Source extract:
START
Write Your Own Story: The Context
In this article, a definitive look at what philosophers, theologians, psychologists, and scientists throughout history have thought about the impact that taking conscious control of your own life and writing your own story has on your happiness and well-being.
Envision the Process that Will Deliver Your Desired Outcomes
It’s easy to envision what life would be like if you had a different job, if you had more money or if your health was better, but we often don’t take the time to envision each of the steps it will take to achieve that goal.
In a paper titled “Envisioning the Future and Self-Regulation”, Shelley E. Taylor, Ph.D. at UCLA distinguishes that it’s much more important to mentally map out the steps necessary to achieve a desired outcome than it is to simply imagine the rewards at the end of the journey. Not only did test subjects perform better on college tests/projects when spending 5-7 minutes per day mentally working out the necessary study time and research work, she found that simply imagining a good outcome on the goal increased the initial motivation to get started working on the task earlier. But did not lead to better outcomes. There are a whole host of reasons she describes that explain the underlying link between mental simulation and outcomes, including its constraints to reality, its link to problem solving activities, and many others.
This is why your Bodhi Band journey is focused on defining small steps that help lead you to the larger goals you define for yourself!
END
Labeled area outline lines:
START
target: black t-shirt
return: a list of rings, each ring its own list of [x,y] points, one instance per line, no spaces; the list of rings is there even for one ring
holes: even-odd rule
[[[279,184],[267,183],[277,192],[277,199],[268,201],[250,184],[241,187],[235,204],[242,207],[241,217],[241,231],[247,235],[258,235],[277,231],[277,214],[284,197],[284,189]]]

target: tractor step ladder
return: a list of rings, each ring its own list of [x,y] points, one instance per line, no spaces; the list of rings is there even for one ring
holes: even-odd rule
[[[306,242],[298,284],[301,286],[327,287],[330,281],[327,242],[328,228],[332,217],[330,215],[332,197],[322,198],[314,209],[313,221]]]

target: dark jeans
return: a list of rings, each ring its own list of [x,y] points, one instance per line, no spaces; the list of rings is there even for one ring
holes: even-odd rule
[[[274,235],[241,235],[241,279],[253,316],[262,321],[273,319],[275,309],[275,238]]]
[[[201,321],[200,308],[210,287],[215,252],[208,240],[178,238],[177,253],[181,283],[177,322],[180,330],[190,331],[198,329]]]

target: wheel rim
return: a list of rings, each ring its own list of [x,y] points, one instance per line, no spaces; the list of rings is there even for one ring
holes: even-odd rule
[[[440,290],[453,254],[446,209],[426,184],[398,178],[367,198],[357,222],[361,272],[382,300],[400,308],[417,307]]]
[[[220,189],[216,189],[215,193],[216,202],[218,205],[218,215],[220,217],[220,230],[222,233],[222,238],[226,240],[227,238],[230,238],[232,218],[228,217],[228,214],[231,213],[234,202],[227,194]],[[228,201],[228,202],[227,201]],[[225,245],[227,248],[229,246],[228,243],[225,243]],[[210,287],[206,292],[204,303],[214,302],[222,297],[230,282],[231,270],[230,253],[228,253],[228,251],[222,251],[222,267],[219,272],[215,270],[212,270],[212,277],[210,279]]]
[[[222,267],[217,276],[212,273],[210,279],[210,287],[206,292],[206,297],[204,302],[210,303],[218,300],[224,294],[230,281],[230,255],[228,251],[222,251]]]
END
Task list:
1. Rewrite the passage of the article on writing your own story from "Write Your Own" to "happiness and well-being.", putting "contentment" in place of "happiness".
2. In the article on writing your own story, how many minutes per day did the test subjects spend mentally working out the necessary study time and research work?
Base every answer on the article about writing your own story and nothing else.

Answer list:
1.
Write Your Own Story: The Context
In this article, a definitive look at what philosophers, theologians, psychologists, and scientists throughout history have thought about the impact that taking conscious control of your own life and writing your own story has on your contentment and well-being.

2. 5-7 minutes per day.